---------- Records for the exercise ----------

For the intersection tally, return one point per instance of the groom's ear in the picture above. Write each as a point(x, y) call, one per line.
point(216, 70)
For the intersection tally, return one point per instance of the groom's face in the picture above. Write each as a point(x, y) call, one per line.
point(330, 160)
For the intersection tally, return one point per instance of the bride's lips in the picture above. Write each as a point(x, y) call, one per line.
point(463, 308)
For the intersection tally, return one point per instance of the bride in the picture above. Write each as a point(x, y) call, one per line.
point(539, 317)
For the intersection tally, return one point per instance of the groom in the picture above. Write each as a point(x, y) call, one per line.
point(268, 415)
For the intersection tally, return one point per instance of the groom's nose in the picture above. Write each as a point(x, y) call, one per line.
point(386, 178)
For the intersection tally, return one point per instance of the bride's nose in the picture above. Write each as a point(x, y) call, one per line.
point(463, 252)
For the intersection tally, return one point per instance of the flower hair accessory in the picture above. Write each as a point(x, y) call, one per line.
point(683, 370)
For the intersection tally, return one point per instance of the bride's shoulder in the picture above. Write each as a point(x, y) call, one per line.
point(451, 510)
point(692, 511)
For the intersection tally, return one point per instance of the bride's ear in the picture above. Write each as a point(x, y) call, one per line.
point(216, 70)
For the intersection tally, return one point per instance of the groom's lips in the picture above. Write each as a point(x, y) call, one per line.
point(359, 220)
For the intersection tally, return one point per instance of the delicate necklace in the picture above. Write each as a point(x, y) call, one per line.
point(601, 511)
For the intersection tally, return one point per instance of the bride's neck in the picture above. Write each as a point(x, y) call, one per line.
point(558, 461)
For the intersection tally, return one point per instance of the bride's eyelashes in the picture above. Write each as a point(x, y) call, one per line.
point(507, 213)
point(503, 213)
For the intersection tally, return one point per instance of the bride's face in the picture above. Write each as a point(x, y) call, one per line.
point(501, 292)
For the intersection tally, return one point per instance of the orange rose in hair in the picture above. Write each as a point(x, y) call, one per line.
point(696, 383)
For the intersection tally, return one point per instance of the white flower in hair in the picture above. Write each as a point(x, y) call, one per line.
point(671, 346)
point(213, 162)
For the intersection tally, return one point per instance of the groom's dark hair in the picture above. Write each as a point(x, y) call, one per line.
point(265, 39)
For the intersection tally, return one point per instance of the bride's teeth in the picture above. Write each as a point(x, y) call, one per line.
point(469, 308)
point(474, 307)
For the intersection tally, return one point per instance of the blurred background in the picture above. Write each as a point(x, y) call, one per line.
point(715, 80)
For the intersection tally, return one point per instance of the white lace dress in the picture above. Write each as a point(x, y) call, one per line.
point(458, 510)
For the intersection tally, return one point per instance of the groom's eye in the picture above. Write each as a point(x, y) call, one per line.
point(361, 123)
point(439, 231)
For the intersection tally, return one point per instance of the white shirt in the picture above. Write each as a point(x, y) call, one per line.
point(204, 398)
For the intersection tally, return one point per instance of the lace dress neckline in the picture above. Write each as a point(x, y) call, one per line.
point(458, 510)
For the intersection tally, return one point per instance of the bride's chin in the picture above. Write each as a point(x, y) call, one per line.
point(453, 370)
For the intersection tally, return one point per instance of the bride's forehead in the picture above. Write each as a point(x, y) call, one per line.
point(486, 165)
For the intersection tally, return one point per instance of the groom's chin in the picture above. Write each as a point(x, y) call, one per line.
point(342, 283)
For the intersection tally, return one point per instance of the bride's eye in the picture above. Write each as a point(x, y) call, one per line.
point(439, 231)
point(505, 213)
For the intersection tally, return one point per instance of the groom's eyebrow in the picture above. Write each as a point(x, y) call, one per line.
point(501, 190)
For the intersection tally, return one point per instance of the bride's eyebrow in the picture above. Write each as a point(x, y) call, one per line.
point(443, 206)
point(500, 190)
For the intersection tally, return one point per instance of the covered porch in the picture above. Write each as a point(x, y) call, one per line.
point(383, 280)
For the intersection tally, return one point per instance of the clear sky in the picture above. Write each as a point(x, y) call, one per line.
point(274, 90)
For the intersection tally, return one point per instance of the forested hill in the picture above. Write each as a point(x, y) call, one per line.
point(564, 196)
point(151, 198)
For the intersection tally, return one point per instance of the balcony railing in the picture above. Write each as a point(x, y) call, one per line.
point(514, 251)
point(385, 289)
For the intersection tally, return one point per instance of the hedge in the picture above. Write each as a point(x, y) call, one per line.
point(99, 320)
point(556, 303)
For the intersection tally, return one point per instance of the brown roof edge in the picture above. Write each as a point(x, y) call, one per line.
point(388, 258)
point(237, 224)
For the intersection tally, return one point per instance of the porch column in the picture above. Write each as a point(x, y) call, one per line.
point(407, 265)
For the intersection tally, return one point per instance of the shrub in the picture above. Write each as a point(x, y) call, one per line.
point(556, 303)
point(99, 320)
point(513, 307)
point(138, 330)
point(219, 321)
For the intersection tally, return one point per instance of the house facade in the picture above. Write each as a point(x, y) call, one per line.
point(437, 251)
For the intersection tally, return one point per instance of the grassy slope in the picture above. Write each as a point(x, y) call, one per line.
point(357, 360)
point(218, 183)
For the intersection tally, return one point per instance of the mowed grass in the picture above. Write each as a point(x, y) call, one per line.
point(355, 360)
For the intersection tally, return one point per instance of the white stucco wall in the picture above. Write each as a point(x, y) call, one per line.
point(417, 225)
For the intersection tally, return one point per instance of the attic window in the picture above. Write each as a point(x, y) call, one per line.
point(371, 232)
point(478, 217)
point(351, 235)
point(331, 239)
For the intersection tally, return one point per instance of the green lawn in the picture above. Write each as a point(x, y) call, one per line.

----------

● **Task objective**: Substitute "overlap count" for "intersection tally" throughout the entries above, and reproduce them with everything else unchanged.

● **Final result**:
For the overlap count, return one point per instance of the groom's ear in the picture above. Write each as a point(x, y) call, one per line.
point(216, 70)
For the overlap count, return one point per instance of the groom's face in the picture above. Write each as a point(x, y) call, one per line.
point(330, 160)
For the overlap count, return one point per instance of the bride's lips in the picture above. Write each as a point(x, y) call, one per line.
point(463, 308)
For the overlap count, return one point per instance of the bride in the picture above. Write each as a point(x, y) call, one per line.
point(539, 317)
For the overlap count, return one point per instance of the groom in the picture above. Write each as a point(x, y) call, one per line.
point(268, 415)
For the overlap count, return one point per instance of the groom's nose in the picture above. Write each as a point(x, y) call, one per line.
point(386, 178)
For the overlap count, return one point per instance of the bride's nose in the picture above. Write each as a point(x, y) call, one per line.
point(463, 252)
For the overlap count, return one point per instance of the flower hair accessory in the picture above. Write each as a point(x, y) call, one per line.
point(683, 370)
For the overlap count, return one point per instance of the bride's shoulder in the picture above. Write each as a point(x, y) call, one per line.
point(451, 510)
point(692, 511)
For the overlap count, return one point per instance of the bride's ear in the picture above. Write each as a point(x, y) call, one per line.
point(216, 70)
For the overlap count, return one point per instance of the groom's lips in the picture above. Write each as a point(x, y) call, one per line.
point(359, 220)
For the overlap count, return one point per instance of the delicate necklace in the picture above. Write each as a point(x, y) call, one per line.
point(601, 511)
For the overlap count, return one point per instance of the bride's neck in the picture above. Write each as a point(x, y) call, one per line.
point(558, 461)
For the overlap count, return one point per instance of the bride's eyelashes in the picture above. Write each as a point(x, y) call, one per line.
point(507, 213)
point(503, 213)
For the overlap count, return one point per instance of the bride's face in the picture above. Write each as a point(x, y) call, one per line.
point(501, 292)
For the overlap count, return one point per instance of the orange rose in hair in the picture above. Write each as a point(x, y) call, one per line.
point(696, 383)
For the overlap count, return one point per instance of the white flower in hair in the picture above. Write each as a point(x, y) call, one per line.
point(671, 346)
point(213, 162)
For the overlap count, return one point per instance of the groom's dark hair in the picture above. Write each as a point(x, y) call, one per line.
point(265, 39)
For the overlap count, return one point per instance of the bride's teeth in the picture above. Write each as a point(x, y) call, one per line.
point(469, 308)
point(474, 307)
For the overlap count, return one point per instance of the blurred background in the picture above. Write each as a point(x, y) call, one per line.
point(715, 80)
For the overlap count, return one point per instance of the white lace dress in the picture above. Write each as a point(x, y) call, one per line.
point(458, 510)
For the overlap count, return one point per instance of the groom's eye in the picture above. Write each as a point(x, y) call, one per line.
point(361, 123)
point(439, 231)
For the overlap count, return one point per instance of the white shirt in the picture above. Write each as a point(x, y) call, one per line.
point(204, 398)
For the overlap count, return one point per instance of the lace dress neckline in the picture above. Write each as a point(x, y) call, one per line.
point(458, 510)
For the overlap count, return one point per instance of the bride's chin in the picture above. Write each as a point(x, y) call, one per line.
point(453, 370)
For the overlap count, return one point per instance of the bride's forehead in the picture above. Write each as a point(x, y) call, one per line.
point(486, 165)
For the overlap count, return one point per instance of the groom's chin in the picture above. Write each as a point(x, y) call, one per line.
point(342, 283)
For the overlap count, return one point per instance of the bride's eye in the picture above. Write each as a point(x, y) call, one per line.
point(439, 231)
point(505, 213)
For the overlap count, return one point per instance of the groom's eyebrow in the picture above. Write each as a point(x, y) call, one per line.
point(501, 190)
For the overlap count, return one point per instance of the bride's eyebrow in the picture above. Write each as a point(x, y) call, one per line.
point(443, 206)
point(500, 190)
For the overlap count, return one point per instance of the covered porch in the picture above. Write each as a point(x, y) call, one per line.
point(383, 280)
For the overlap count, return one point per instance of the clear sky in the picture above. Write each as a point(x, y) call, one per line.
point(274, 90)
For the overlap count, return one point per instance of the forested hill in the picture above. Write each as a point(x, y) call, one per line.
point(564, 196)
point(151, 198)
For the overlap count, return one point per instance of the balcony railing in the picture above. Write each as a point(x, y) call, one per line.
point(514, 251)
point(385, 289)
For the overlap count, return one point per instance of the hedge in the picture above. Write each as a point(x, y) call, one per line.
point(99, 320)
point(556, 303)
For the overlap count, return one point per instance of the brown roof edge in the picture above. Write each as a point(x, y) call, one per line.
point(388, 258)
point(237, 224)
For the overlap count, return one point per instance of the porch column in the picture above. Write each as a point(x, y) call, one per line.
point(407, 265)
For the overlap count, return one point per instance of the shrub in the picture above. Write each as a point(x, y) call, one per line.
point(556, 303)
point(99, 320)
point(513, 307)
point(138, 330)
point(219, 321)
For the overlap count, return one point per instance of the house facade in the picture above. Write each as a point(x, y) call, one per line.
point(437, 251)
For the overlap count, return one point per instance of the grassy slope in the picture above. Write each as a point(x, y) call, one per line.
point(357, 360)
point(218, 183)
For the overlap count, return one point per instance of the mowed grass in the picture above. Write each as a point(x, y) call, one per line.
point(355, 360)
For the overlap count, return one point per instance of the white stucco wall in the picture above. Write each as a point(x, y) call, one per line.
point(417, 225)
For the overlap count, return one point per instance of the attic window in the picture above. Write each as a point(x, y) call, one per line.
point(371, 232)
point(478, 217)
point(351, 235)
point(331, 239)
For the overlap count, return one point per instance of the green lawn in the picture above. Write each as a point(x, y) call, one per line.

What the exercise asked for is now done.